Dataset records about object locations
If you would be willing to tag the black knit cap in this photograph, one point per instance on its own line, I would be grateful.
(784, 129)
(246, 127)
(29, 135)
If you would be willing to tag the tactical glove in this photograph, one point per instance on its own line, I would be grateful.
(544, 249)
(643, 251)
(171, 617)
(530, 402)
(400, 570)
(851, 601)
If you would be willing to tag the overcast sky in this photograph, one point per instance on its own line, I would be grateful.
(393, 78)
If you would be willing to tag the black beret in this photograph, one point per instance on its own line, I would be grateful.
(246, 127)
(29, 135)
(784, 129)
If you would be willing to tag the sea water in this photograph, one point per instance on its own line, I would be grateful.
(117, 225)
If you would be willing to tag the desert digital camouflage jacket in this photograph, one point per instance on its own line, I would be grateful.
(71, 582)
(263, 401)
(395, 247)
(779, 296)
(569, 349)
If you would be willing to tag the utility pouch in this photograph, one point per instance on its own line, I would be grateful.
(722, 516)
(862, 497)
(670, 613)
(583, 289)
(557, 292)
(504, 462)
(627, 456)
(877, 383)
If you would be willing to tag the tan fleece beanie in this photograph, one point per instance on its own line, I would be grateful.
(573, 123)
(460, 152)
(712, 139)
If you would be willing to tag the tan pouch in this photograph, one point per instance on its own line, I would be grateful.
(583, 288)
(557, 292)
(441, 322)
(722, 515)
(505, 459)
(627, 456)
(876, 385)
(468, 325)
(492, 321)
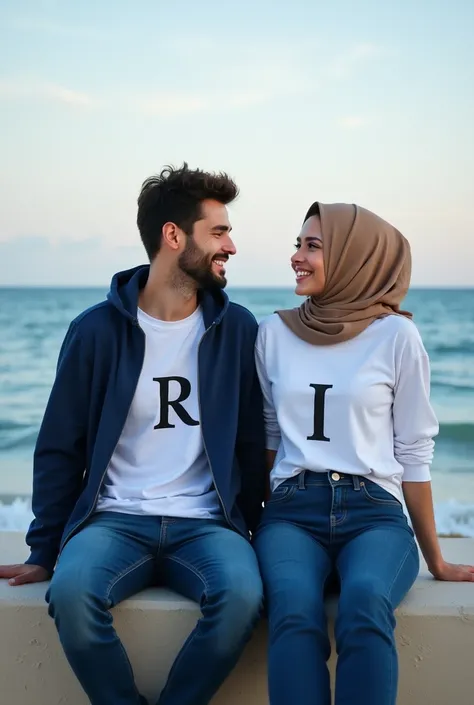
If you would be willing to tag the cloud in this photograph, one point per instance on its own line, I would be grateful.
(40, 25)
(12, 90)
(87, 262)
(344, 65)
(352, 122)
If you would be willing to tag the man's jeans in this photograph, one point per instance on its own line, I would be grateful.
(115, 556)
(314, 524)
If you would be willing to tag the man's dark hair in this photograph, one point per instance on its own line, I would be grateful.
(175, 196)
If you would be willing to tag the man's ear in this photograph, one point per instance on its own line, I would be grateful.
(171, 235)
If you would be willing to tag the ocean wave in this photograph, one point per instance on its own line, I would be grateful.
(453, 385)
(456, 433)
(452, 516)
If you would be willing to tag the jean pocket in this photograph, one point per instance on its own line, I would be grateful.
(282, 493)
(376, 494)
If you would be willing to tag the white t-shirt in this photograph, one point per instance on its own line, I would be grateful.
(360, 407)
(159, 466)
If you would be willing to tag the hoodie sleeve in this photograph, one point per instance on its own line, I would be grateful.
(250, 444)
(60, 453)
(414, 420)
(272, 429)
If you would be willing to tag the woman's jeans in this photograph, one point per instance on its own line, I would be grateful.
(314, 525)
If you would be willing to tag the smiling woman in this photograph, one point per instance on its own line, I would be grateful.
(308, 261)
(350, 431)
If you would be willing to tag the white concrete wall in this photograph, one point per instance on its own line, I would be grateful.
(435, 636)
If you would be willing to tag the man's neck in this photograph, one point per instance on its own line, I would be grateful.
(164, 300)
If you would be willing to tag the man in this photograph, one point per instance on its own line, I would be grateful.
(150, 457)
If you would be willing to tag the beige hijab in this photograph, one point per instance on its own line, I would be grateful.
(367, 263)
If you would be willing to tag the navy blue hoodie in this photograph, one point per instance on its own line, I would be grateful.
(98, 369)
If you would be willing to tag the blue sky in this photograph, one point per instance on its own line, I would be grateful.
(366, 102)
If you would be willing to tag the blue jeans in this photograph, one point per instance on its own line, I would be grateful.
(313, 526)
(115, 556)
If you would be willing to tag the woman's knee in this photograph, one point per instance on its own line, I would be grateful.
(364, 603)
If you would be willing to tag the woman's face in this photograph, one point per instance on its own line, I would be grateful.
(308, 261)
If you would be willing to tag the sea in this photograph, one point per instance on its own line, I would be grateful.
(33, 322)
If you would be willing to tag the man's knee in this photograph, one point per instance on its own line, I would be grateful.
(75, 606)
(236, 603)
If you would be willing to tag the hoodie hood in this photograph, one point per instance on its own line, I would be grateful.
(125, 289)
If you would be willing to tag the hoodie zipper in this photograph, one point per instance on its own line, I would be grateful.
(226, 516)
(82, 522)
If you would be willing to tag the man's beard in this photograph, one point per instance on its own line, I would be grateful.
(198, 266)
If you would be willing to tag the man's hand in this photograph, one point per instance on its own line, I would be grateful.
(453, 572)
(22, 573)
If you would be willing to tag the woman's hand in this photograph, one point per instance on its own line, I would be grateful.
(453, 572)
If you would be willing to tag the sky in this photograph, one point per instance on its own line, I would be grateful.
(364, 102)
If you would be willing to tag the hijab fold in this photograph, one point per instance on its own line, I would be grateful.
(367, 264)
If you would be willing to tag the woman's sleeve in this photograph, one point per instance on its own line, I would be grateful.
(415, 423)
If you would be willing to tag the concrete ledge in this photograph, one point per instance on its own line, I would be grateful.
(435, 641)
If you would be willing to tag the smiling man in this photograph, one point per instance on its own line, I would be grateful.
(149, 464)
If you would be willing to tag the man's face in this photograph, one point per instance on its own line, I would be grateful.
(209, 247)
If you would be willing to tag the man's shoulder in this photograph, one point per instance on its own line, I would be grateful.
(242, 316)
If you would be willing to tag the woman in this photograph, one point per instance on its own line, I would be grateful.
(349, 432)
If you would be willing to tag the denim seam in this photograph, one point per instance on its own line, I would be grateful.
(125, 572)
(402, 563)
(190, 567)
(383, 502)
(290, 492)
(400, 567)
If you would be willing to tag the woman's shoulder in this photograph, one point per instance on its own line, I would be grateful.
(404, 332)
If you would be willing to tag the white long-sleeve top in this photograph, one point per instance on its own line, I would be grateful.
(360, 407)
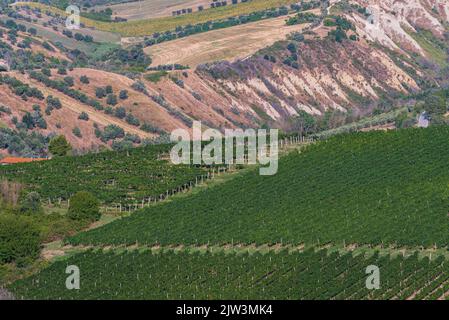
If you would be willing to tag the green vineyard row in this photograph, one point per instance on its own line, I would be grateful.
(375, 188)
(184, 275)
(113, 177)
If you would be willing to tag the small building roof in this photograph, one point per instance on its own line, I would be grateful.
(14, 160)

Description of the task
Reproduce all of the entries word for word, skipping any pictures they hold.

Finished exercise
If you would be willing to tag the black knit cap in this photograph, one point per instance on its own line, I would be grateful.
(784, 129)
(246, 127)
(29, 135)
If you would be willing to tag the tactical glove in this photograph, one point per instance on its own line, I would be grateful.
(544, 249)
(643, 251)
(171, 617)
(530, 402)
(400, 570)
(851, 601)
If you would be willing to tag the overcast sky in this photograph, one point per instance on its own line, I would be grateful.
(393, 78)
If you would be willing to tag the black beret in this photograph, one point per instance on its own line, I would be grateful.
(246, 127)
(29, 135)
(784, 129)
If you would be willing to tag the sea water in this photograph, one point per instance on its own line, I would be grateful.
(117, 225)
If you would be willing to tag the desert digital camouflage jacket in this photograph, one point per instance on its own line, I would be grateful.
(71, 582)
(263, 401)
(395, 247)
(779, 296)
(569, 349)
If you would be willing to tag the utility pouch in this photograph, one point per instance on its own line, I would be grateful.
(722, 516)
(862, 497)
(670, 613)
(583, 289)
(557, 292)
(504, 462)
(627, 456)
(877, 383)
If you would be willing to tag the tan fleece beanie in this photograph, one point per instance on its own line, I would be grateful.
(573, 123)
(460, 152)
(712, 139)
If you would be willing to tag the tan pouch in this photograph, one point per instance on its own line, I would be grateful.
(583, 288)
(557, 292)
(441, 322)
(722, 515)
(505, 459)
(627, 456)
(876, 385)
(468, 325)
(492, 321)
If you would be willing to tag the cloud in this photograph, one point per instance on its own line, I would be grateful.
(40, 25)
(12, 90)
(87, 262)
(344, 65)
(352, 122)
If you would be willing to tag the man's jeans in this photograph, one point per instance on its own line, I would be grateful.
(115, 556)
(314, 524)
If you would be willing to tag the man's dark hair in this photograph, one point per instance on its own line, I would be grateful.
(175, 196)
If you would be willing to tag the man's ear in this photograph, one point per instance on its own line, I would be grateful.
(171, 235)
If you would be willing to tag the ocean wave in this photograph, one point per instance on its own line, I would be grateful.
(453, 385)
(456, 433)
(452, 516)
If you would be willing to tag the jean pocket in this photograph, one point per instance on its own line, I would be grateful.
(282, 493)
(376, 494)
If you would be willing to tag the white t-shirt in this photograph, one point per instance on its own line, I would be grateful.
(360, 407)
(159, 466)
If you would be willing to tag the hoodie sleeve in this photograph, one point per instance on its own line, I would be grateful.
(250, 444)
(60, 453)
(414, 420)
(272, 429)
If you would be willing to tag the woman's jeans in this photograph, one point per instance on its own line, I would be grateful.
(314, 525)
If you would be willing to tag the smiling woman in this photograph, one point per instance on its own line, I would be grateful.
(308, 261)
(350, 431)
If you would be willing to tag the white concrete wall in this photograph, one point per instance on its own line, I would be grateful.
(435, 636)
If you would be willing to tag the man's neck in this photograph, one point per instance on its own line, I would be grateful.
(164, 300)
If you would be willing to tag the man in this photograph, one point per instance on its own line, I would be grateful.
(150, 457)
If you would be willing to tag the beige hijab in this photograph, one point per instance on its own line, I would be grateful.
(367, 263)
If you would be willing to tag the navy blue hoodie in this photograph, one point per instance on its own line, I would be grateful.
(98, 369)
If you would be willing to tag the blue sky in this photograph, one point per instance on its own line, I would be grateful.
(366, 102)
If you would be willing to tag the blue jeans in this photograph, one point per instance on its own line, I would be grateful.
(313, 526)
(115, 556)
If you would be willing to tag the woman's knee in this photograph, one point per instance on its own line, I would be grateful.
(364, 603)
If you would be willing to tag the woman's face in this photograph, one point per instance on its own line, I would be grateful.
(308, 261)
If you would be willing to tag the sea in this photograph, one point per instance on its own line, I would be grateful.
(33, 322)
If you would be willing to tag the man's knee in this photograph, one point per instance on its own line, I would be grateful.
(75, 606)
(236, 603)
If you would be willing to tag the hoodie hood in this photograph, one point per instance on its own line, I would be grateful.
(125, 289)
If you would be willing to tag the hoodie zipper in this photograph, one point per instance on its own line, I would be grateful.
(226, 516)
(82, 522)
If you would be willing to tag the man's beard in this photograph, one point per instance on its own line, I would be grateful.
(198, 266)
If you would be willing to tag the man's hand in this photograph, one point per instance on its own line, I would be grateful.
(453, 572)
(22, 573)
If you would be willing to tag the woman's hand in this photograph, one point per instance on its own line, I would be grateful.
(453, 572)
If you would be willing to tag the sky in this photograph, one point per instance on its own line, I would be grateful.
(364, 102)
If you would be willing to tag the hijab fold in this photograph, one point per instance on its own line, I would be grateful.
(367, 264)
If you would be willing to tag the woman's sleeve in this photograph, one point per instance on its own line, I would be grateful.
(415, 423)
If you would be willing to tag the concrete ledge in this photograph, one point per instance on its own line, I would be grateful.
(435, 641)
If you would be willing to tag the smiling man in this photograph, one point per instance on its own line, I would be grateful.
(149, 464)
If you would be willing to tag the man's face in this photograph, one point per instance on its own line, I would be grateful.
(209, 247)
If you would be willing to tag the man's shoulder in this photograph, one point per instance on its own line, I would be grateful.
(242, 316)
If you would be willing to tag the woman in this photograph, one point per instance on its own line, I would be grateful.
(349, 432)
If you would be willing to tag the denim seam in this photograph, one point per instance on its own line, I would be grateful.
(125, 572)
(402, 563)
(190, 567)
(383, 502)
(290, 492)
(400, 567)
If you would be willing to tag the woman's shoulder in this photograph, one point per instance on its own line, I would be grateful.
(404, 332)
If you would be willing to tag the white long-sleeve top in this photograph, one point per instance on its own line, I would be grateful.
(360, 407)
If you would be willing to tag the green vineyard row in this photograph, one point per instance on its own line, I would be grateful.
(375, 188)
(184, 275)
(113, 177)
If you would be willing to tag the small building roof in this photograph, one point per instance on its own line, I would be grateful.
(14, 160)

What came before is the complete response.